◆ Exercise goal ◆
Return the records, each one exactly as written.
[[ Listed records open ]]
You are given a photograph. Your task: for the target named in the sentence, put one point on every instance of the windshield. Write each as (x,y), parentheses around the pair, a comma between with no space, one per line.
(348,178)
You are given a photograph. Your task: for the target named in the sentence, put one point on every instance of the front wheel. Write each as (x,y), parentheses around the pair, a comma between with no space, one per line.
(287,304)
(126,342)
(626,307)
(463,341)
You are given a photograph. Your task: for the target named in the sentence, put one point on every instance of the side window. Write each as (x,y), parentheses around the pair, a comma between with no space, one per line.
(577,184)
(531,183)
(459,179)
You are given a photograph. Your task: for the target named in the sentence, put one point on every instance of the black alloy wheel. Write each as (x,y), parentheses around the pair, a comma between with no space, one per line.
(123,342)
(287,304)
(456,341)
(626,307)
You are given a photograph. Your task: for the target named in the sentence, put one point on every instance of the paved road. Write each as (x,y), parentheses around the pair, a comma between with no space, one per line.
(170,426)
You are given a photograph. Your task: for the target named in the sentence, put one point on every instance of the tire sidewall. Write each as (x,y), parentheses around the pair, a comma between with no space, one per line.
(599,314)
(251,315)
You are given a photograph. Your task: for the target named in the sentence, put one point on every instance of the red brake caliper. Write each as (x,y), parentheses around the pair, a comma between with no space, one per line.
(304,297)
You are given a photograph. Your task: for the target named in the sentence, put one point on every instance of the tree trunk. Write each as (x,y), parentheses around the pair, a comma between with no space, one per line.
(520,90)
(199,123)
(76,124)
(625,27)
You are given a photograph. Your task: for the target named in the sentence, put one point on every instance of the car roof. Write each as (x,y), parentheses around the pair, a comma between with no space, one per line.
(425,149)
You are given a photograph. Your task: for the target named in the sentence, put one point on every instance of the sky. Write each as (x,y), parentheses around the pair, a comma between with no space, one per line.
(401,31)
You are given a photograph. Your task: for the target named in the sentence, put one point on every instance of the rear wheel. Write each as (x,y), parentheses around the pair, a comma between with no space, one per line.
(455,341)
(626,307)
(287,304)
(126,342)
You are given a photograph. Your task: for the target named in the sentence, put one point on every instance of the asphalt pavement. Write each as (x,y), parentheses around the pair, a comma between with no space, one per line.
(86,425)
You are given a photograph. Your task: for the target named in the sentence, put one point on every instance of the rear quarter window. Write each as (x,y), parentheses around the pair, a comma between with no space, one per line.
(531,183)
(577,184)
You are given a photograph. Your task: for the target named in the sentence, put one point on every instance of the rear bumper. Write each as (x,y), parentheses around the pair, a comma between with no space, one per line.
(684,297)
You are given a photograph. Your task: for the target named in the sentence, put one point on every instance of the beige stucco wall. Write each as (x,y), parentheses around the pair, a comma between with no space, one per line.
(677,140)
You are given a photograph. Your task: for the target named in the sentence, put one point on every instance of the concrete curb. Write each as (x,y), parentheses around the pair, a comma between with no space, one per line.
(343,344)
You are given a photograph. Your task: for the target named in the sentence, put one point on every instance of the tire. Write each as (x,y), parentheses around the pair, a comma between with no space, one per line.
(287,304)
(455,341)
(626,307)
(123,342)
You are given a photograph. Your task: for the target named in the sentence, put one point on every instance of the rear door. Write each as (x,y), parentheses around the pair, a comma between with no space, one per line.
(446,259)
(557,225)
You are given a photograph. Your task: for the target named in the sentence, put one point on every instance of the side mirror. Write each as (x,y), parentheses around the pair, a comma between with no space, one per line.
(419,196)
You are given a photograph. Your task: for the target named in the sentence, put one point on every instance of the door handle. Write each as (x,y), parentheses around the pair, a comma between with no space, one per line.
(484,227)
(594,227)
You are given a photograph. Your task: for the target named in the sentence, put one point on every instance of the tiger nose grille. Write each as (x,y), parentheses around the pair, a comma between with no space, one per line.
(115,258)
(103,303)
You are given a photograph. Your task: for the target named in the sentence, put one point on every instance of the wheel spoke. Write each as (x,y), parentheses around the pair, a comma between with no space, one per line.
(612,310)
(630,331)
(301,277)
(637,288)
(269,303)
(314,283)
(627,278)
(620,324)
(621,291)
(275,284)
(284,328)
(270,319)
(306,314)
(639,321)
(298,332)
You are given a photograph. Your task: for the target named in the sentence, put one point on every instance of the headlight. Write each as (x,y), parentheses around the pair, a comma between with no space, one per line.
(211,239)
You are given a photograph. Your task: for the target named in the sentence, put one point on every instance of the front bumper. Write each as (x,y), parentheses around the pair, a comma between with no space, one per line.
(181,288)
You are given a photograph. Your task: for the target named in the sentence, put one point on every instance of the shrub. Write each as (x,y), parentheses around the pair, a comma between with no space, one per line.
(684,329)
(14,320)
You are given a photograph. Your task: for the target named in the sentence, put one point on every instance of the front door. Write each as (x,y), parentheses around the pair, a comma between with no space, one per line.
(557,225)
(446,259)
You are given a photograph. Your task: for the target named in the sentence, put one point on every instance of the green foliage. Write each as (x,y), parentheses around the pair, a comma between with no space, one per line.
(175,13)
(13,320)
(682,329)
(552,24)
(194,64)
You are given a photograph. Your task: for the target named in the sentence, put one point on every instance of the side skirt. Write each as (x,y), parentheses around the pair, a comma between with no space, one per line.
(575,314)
[[ Listed records closed ]]
◆ Written response ◆
You are given a photograph. Your task: for the target named in the sentence, put one point on every instance of the windshield. Write each as (x,y), parentheses around the pair, a comma between with no space, one per line.
(348,178)
You are given a photograph. Your task: for the target named in the sentence, put one point on every instance of the front wheel. Write each as (x,y), parentheses around the pair, a comma between with no space, one per line.
(287,304)
(126,342)
(626,307)
(463,341)
You are given a photograph. Your task: for the target named in the sentence, put one point on every instance of the side window. Write each as (x,y), parentheses around the pair, a comma between with no space, one per line.
(577,184)
(531,183)
(459,179)
You are given a photograph. Your task: for the target named in the sentence, put one point on every instance of the black alloy wheel. Write each as (x,y), parentheses around the pair, a comma between with no space, one per line.
(123,342)
(287,304)
(456,341)
(626,307)
You are given a photograph. Your task: for the target named in the sentence, put one point on every instance of the paved road. Write each as (x,y), parentheses around the pair, a comma between with no space, one per line.
(170,426)
You are given a photograph. Your task: for the target named in the sentence, put one point on every instance of the tire sidewall. Write each as (x,y), parentheses around the pair, a comma between with no space, one per line.
(599,314)
(251,315)
You are given a photograph. Your task: for the target named in the sentence, put one point on every instance of the red brake caliper. Write each as (x,y), parentheses around the pair, a comma between with no space, one per line.
(304,297)
You are given a photograph. Your task: for the target named in the sentence, put one point on every instance of the tree trunk. Write each as (x,y), parentheses around the pair, a comma between with no space, one per line.
(520,90)
(199,123)
(76,124)
(625,27)
You are given a photograph. Your task: for the target named in the sentence, put one point on every instance of the car roof. Write each as (x,y), parentheses around the pair, a comma between with no space, one per line.
(425,149)
You are given a photograph. Your task: for the target named in the sentence, put one point on every instance of the sky. Write each as (x,y), parentheses around the pair, a comma between with no space, one per line.
(401,31)
You are given a photograph. Your task: for the target named in the sentence, put one point on every instance of the rear wheel. Write each as (x,y), parentheses around the pair, a comma between with no space, one per line.
(455,341)
(626,307)
(287,304)
(126,342)
You are given a photograph. Your task: for the target named in the sentence, put one point on every instance of the asphalt pavement. Write each as (x,y), parentheses around the pair, a comma between with no space, one per line.
(86,425)
You are given a photograph. Your task: for the target named in the sentence, put one point on every instance of the rear quarter window. Write each as (x,y), parentheses around the pair, a comma between with no space, one per line.
(531,183)
(577,184)
You are given a photograph. Your task: for the target named in the sentence, put one point on every instance of the rear bumper. Write each as (x,y), parentheses around the pair, a comma between with no space, one per line.
(684,297)
You are given a photograph. Your task: for the target named in the sentence, put one point on every instance of the beige stucco wall. Write each as (x,y), parentheses around the pair, a comma between with no space, one per line.
(677,140)
You are given a photograph. Your task: for the target named in the sentence, put one point on every instance of the concrete curb. Write each as (x,y), parentheses around the pair, a comma between with no space, one per line.
(343,344)
You are given a photograph. Your task: for the target named in the sentence, put one point on every instance of the tire. Write each as (x,y), parentheses around the pair, a comma between with no space, one per line.
(287,304)
(455,341)
(626,307)
(123,342)
You are given a photograph. Your task: for the target named in the sentence, put one point on every instance of the rear door. Write each as (x,y), parentheses around the pair, a comma between with no space, one per line.
(446,259)
(557,225)
You are given a photograph. Your task: for the target named in the sentence, put one point on every instance of the side mirror. Write each as (x,y), parentheses around the pair, a comma between with no space, one per line.
(419,196)
You are given a photograph. Your task: for the target named in the sentence, put one point on every instance of the door handle. Write each as (x,y), parentheses around the pair, a comma between with no space, one per line.
(484,227)
(594,227)
You are given a photograph. Your task: for the target named in the sentence, put one point on every instance of the tiger nose grille. Write each as (x,y), parentheses around the pair, a comma between with no space, one per line.
(115,258)
(103,303)
You are given a photograph. Your task: for the target named in the sentence, put one point on every instance of the wheel spoke. Write each as (x,y), parentheses around the pair, a comma between with no space, one per line.
(612,310)
(630,331)
(301,277)
(637,288)
(269,303)
(314,283)
(627,278)
(620,324)
(621,291)
(275,284)
(284,328)
(270,319)
(306,314)
(639,321)
(298,332)
You are given a photograph. Your task: for the target named in the sentence, put one point on every instance of the headlight. Write each as (x,y), parentheses around the pair, a comma between with no space, one per line.
(211,239)
You are given a photograph. Your task: for the target named in the sentence, put one point on every instance of the front bumper. Write each as (x,y), parentheses around the pair, a comma between with no space, one per line.
(181,288)
You are given a photograph. Your task: for the target named in the sentence, put one point on every instance of the shrub. Write each as (x,y), parentheses around the pair, a comma between with no space, one per line.
(684,329)
(14,320)
You are given a photograph. Your task: for the target named in the sentence, put one point on every instance of the front door. Write each as (x,y), parentheses around the pair, a comma between with no space, one per line.
(557,225)
(446,259)
You are given a photograph. Your task: for the target named in the sentence, put one point on every instance of the green foliage. Write each as (x,y), parentheses around the pair, a comma between with no space, one per line.
(175,13)
(13,320)
(682,329)
(552,24)
(194,64)
You are given a photograph. Your task: for the target named in the sentence, put one point on every instance of the side skirt. Write each as (x,y), parentheses around the pair, a comma between with no space, one per line.
(575,314)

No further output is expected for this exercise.